## Document passage
Content starts

Anger also stems from the sense of desires being rights. You hear about schools and universities being sued because in the students' eyes the teachers have not delivered the education they feel they have a right to. As someone said to me recently, people see universities like a fast-food restaurant whereas in fact they should see them more like a gym, just joining does not guarantee a fit body, you have to go regularly and work at it. However, we all want to pay our fee and be guaranteed success. We feel we have the right to drive huge cars (though I am glad to see rising fuel costs has slashed the number of 4x4s being bought), be able to speed without fear of penalty, be able to shop 24 hours per day, park right outside the school, even not have Germans on our beach (one group of British holidaymakers have tried to sue the holiday company over too many Germans at their resort and German authorities are now advising Germans to stay away from British holidaymakers, what a state we are in!), be able to keep eating without becoming ill and so on and so on. Any concept of society as being a balance of duties and entitlement has gone. No-one has a sense of duty, they only do things for reward, yet they expect to be entitled to everything. Of course, with the focus entirely on consumption, as long as that is satiated, they do not expect anything more.

Content ends

## Your objective
In the passage on anger and entitlement, list every item that follows the words "We feel we have the right to".

(Dataset entries)

Content starts

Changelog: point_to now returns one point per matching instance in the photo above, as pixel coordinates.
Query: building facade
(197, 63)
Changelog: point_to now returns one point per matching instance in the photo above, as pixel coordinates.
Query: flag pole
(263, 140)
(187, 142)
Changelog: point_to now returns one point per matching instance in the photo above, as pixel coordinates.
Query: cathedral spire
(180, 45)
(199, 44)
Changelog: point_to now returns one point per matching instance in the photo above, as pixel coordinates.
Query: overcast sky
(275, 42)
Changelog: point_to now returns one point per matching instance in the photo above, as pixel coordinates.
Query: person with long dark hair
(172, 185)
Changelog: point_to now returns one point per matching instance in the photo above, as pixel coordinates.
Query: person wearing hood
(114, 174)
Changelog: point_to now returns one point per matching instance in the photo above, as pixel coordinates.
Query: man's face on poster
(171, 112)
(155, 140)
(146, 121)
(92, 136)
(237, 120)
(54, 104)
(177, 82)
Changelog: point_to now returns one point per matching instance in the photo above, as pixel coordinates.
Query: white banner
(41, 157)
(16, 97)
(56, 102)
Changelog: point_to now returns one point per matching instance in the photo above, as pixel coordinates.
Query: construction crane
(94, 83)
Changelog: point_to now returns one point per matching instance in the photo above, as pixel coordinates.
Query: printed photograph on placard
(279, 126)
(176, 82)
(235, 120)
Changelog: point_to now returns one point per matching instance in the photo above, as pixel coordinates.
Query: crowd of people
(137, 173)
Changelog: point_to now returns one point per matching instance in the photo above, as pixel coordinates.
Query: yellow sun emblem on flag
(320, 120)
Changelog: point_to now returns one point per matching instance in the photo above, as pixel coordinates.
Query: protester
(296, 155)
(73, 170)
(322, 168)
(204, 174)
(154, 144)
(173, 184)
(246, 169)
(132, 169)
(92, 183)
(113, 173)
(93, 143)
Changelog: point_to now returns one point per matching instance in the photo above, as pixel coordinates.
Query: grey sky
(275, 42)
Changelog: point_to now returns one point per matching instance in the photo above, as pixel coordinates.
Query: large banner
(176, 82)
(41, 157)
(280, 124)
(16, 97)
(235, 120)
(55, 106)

Content ends

## Solution to this exercise
- drive huge cars
- be able to speed without fear of penalty
- be able to shop 24 hours per day
- park right outside the school
- not have Germans on our beach
- be able to keep eating without becoming ill